- _About this exercise_: Because the entries hold pictures, reproduce only their words, exactly as written.

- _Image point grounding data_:
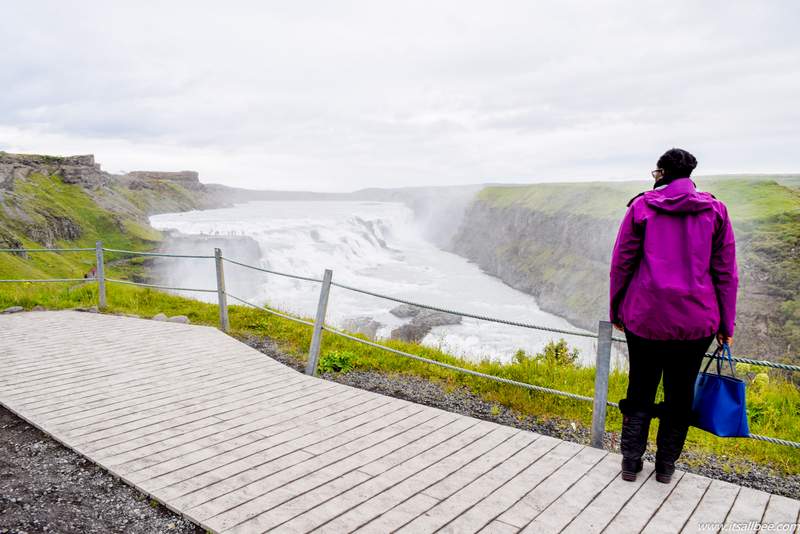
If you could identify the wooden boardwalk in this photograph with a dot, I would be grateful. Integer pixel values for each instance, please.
(239, 443)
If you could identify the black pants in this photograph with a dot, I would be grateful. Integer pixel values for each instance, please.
(678, 360)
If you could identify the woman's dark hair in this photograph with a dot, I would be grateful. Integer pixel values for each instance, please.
(677, 163)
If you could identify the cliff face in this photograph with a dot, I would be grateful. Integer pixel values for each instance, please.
(45, 200)
(539, 241)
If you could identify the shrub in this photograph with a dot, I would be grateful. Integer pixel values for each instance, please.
(337, 362)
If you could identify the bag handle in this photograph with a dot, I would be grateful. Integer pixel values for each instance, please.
(722, 351)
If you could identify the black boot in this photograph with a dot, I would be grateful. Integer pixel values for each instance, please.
(633, 439)
(670, 439)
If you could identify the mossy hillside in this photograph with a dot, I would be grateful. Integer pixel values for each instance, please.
(776, 406)
(547, 238)
(774, 403)
(116, 215)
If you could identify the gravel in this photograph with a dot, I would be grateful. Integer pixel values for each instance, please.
(738, 471)
(46, 487)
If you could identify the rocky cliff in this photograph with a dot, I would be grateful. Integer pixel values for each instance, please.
(45, 200)
(554, 241)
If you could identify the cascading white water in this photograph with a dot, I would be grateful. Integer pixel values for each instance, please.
(375, 246)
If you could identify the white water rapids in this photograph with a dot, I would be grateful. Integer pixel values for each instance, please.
(376, 246)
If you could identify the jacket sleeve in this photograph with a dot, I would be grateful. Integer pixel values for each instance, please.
(624, 260)
(724, 273)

- _Response to the task_:
If you could identify the wooden boardwalk in this photograph with a dot, I would be grateful. Integer pixel values for each instance, please.
(239, 443)
If you could identify the black pants in this photograph with a dot, I would be grateful. Integer pixel values for each instance, please.
(678, 360)
If you could identify the woman's dark hair in this photograph with a dot, I would be grateful. Integer pixel values for each instance, please.
(677, 163)
If you could identify the cliff face in this photograph with a dot, I would be grateful. Integer pixel values for each instance, please.
(45, 200)
(539, 241)
If you could identify the shrub in this photograph with a dot, I would be grateful. Integer pixel values for each instance, please.
(337, 362)
If you could identify the bag handle in this photograph with a dot, I would be grateful. Integer pixel values for each instance, please.
(722, 351)
If you could identify the black boot in this photograph with a dot, I would be grateful. Integer pixel values for each instance, please.
(633, 439)
(670, 439)
If you could identify the mossy hillside in this photograph with a dot, I would be grateful. Integer pixel values for each instance, please.
(776, 406)
(547, 238)
(774, 403)
(116, 215)
If you could identify the gravel in this photograph with a dot, I would be grateful. Integer pixel values for each instance, please.
(738, 471)
(46, 487)
If you could identify the rocky cliff in this photograph with a dot, I would be grateful. Integer pixel values for each instance, please.
(45, 200)
(554, 241)
If you could identify the cascading white water in this photograph with a dot, I would be grateful. Integer pixel values for each instance, please.
(375, 246)
If you could identify the white water rapids in this photograph with a dot, I would be grateful. Integer pixel values for each instance, please.
(376, 246)
If you could identify the jacket sleeve in this photograph with a dot, I would be grateful. Integer pixel values for each instance, please.
(624, 260)
(724, 273)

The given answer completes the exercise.